(A block of data)
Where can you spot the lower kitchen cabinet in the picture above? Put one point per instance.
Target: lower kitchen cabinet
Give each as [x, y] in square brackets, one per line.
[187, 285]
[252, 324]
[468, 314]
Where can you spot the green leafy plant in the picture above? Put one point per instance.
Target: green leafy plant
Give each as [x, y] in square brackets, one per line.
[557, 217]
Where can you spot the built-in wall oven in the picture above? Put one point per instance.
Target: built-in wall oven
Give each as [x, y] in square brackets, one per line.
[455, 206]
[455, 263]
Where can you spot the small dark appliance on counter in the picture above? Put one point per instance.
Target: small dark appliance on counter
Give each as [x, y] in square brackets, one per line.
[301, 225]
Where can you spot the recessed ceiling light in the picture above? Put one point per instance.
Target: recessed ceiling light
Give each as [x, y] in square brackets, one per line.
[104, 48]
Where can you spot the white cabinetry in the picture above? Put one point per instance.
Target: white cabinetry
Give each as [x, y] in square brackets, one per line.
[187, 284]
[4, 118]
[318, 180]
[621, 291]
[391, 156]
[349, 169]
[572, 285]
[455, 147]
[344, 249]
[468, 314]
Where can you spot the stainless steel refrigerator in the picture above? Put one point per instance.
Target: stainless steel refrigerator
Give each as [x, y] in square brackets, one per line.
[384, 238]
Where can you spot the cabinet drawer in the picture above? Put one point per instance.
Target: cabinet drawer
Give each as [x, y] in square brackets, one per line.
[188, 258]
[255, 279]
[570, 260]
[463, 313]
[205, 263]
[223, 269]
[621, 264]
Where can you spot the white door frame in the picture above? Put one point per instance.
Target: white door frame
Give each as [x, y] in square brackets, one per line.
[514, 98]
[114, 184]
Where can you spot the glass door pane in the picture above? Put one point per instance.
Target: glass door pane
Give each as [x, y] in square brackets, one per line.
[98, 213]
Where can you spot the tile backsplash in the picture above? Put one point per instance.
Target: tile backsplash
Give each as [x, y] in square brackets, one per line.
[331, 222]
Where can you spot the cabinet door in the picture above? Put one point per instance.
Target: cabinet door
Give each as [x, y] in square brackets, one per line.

Direction: Lay out as a numbered list the stretch of the listing from the line containing "Where can you spot the cabinet drawer" through the end of the listing, with blank lines omitted. Include only those lines.

Task result:
1. Where can you spot the cabinet drawer in the picture above? Put one point per instance.
2. Target: cabinet drawer
3. Give each as [x, y] in square brackets, one per line.
4. [188, 258]
5. [255, 279]
6. [570, 260]
7. [463, 313]
8. [205, 263]
9. [223, 269]
10. [621, 264]
11. Where can you spot the white door frame in the picture above? Put one point per instance.
12. Target: white door frame
13. Give each as [x, y] in square brackets, one per line.
14. [514, 98]
15. [114, 184]
16. Where can you spot the glass door pane in the picture above? Put one point per instance.
17. Target: glass door pane
18. Give each as [x, y] in square brackets, one per line.
19. [98, 213]
20. Where can you spot the tile backsplash in the picture above? Put one point per instance.
21. Target: tile backsplash
22. Give each as [x, y] in square brackets, one per line.
23. [331, 222]
24. Where can you spot the cabinet door in the picture above? Put one point per instance.
25. Target: cabinet door
26. Give each as [x, y] in square brackets, one per line.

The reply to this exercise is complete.